— TASK SET —
• a. In the theater review, which actor plays husbands eight, nine and 10?
• b. Extend the theater review of Bacall's performance, picking up after its final sentence.

*** STUDY TEXT

Bacall possesses an imperious, heavy-lidded stare which could reduce Jeeves to jelly, and cat-family lips that were certainly not moulded to murmur Portia's "quality of mercy" speech. The part gives her the chance to pose with a cigar on a balcony and smile with proprietorial condescension at husbands eight, nine and 10 (all played, very amusingly, by John Hodgkinson). She also gets the opportunity to be carted round in a Louis Quinze sedan chair by her pair of pet criminal heavies, though where the stage directions suggest "a face as impassive as that of an ancient idol", Bacall gives the impression, at times, of having turned into her own Tussaud waxwork.

Never less than competent, the performance is under-energised and lacking in strangeness and charge. In the celebrated Complicite production, Kathryn Hunter was mesmeric and highly middle-European, playing Claire as a corporeal first cousin of Antony Sher's scuttling, spider-on-crutches Richard III. You felt, from the intensity she radiated, that she could have devoured the whole town. The darkly fantastical side of this anti-heroine gets short shrift here, although when Bacall refers to the various false limbs Claire has had fitted as a result of being the creepy sole survivor of various disasters, the claim is so palpably false that the comic unnaturalness of the alleged assemblage makes no impact at all.

******
*** INFORMATION SUPPLIED

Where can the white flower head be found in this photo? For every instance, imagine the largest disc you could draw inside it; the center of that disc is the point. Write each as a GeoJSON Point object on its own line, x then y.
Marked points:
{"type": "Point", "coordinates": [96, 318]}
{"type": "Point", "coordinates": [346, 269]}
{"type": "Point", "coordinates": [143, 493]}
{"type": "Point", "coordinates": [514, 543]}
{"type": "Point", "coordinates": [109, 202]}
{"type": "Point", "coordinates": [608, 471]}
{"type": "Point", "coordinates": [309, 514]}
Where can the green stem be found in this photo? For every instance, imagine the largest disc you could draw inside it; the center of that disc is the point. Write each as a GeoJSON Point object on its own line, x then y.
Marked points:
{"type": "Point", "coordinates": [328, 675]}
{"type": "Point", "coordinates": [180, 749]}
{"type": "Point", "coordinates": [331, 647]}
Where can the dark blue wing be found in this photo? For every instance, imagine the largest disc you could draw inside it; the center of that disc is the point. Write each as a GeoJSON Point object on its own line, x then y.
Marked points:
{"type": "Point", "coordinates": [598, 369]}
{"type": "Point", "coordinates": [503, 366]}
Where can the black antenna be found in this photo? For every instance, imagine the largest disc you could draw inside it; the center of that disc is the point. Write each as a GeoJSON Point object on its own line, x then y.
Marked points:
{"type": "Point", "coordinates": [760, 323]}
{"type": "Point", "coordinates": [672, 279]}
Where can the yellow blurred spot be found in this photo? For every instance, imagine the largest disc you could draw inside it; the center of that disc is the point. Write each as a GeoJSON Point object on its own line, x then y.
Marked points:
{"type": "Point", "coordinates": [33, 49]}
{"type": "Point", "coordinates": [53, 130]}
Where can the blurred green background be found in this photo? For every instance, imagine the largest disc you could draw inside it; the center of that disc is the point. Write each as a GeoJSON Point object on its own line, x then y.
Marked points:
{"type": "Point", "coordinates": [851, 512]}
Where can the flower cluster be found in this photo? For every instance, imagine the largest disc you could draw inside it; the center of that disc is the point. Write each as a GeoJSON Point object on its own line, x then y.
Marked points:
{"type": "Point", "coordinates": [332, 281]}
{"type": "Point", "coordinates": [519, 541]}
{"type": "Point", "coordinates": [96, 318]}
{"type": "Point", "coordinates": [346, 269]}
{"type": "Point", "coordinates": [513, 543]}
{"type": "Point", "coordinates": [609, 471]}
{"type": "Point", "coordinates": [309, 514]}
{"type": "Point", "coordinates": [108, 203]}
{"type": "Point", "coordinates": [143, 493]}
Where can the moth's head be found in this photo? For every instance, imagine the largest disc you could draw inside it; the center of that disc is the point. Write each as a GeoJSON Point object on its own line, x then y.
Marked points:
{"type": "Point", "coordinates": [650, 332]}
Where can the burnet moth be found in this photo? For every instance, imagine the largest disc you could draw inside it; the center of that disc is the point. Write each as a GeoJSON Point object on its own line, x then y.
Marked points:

******
*** INFORMATION SUPPLIED

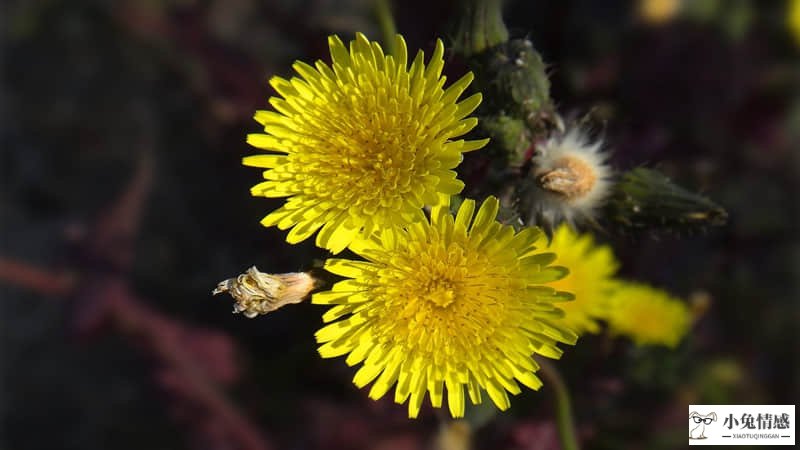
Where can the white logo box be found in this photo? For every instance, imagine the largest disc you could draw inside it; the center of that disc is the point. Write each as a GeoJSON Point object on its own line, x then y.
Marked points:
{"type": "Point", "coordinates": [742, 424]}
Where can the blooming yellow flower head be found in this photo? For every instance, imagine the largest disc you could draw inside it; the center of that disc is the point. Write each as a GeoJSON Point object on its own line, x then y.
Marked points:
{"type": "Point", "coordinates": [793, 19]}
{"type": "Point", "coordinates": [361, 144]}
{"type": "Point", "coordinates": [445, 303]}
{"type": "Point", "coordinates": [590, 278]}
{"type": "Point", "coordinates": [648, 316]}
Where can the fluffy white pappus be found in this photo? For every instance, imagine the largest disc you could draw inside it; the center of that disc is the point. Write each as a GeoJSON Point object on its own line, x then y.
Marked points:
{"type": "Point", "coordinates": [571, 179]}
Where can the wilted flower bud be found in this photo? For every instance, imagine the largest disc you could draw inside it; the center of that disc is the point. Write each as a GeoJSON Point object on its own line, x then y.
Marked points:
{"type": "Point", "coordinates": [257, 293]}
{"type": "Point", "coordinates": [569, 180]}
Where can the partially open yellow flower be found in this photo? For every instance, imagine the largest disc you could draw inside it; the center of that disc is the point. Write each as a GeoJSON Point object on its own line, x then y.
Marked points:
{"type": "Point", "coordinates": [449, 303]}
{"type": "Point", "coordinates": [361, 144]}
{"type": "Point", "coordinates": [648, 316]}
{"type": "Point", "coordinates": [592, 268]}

******

— ANSWERS FOR THE TASKS —
• a. John Hodgkinson

• b.
With the town looking at first like some beleaguered, rusting scrapyard, the production conveys well the black humour of the inhabitants' steady slippage into an avid consumerism that spells inevitable death for Alfred Ill, Joss Ackland's shopkeeper who, in another life, was Claire's lover and downfall. Though he seems a bit too patrician, vocally, for the part, Ackland transmits a very affecting sense of the tragic humanity this character discovers in himself during the ordeal. As all the townsfolk busy themselves turning a blind eye to their own uneasy consciences, Ackland shows you a man who has belatedly learnt to contemplate without illusion the state of his own soul.

Two things puzzle me. Because he believes his actions turned Claire into the monster she has become (and hence exposed the town to this awful moral test), Ill eventually feels he must allow fate to take its course without protest. But if he's concerned for the spiritual well-being of the community, why not commit suicide, as the mayor asks, and absolve them of the need to stoop to murder? Secondly, given that Claire had taken the precaution of totally bankrupting the town before she swooped in with her proposal, doesn't this mean that Durrenmatt's parable is rigged and that not even his heroine is absolutely confident about the irresistibility of greed?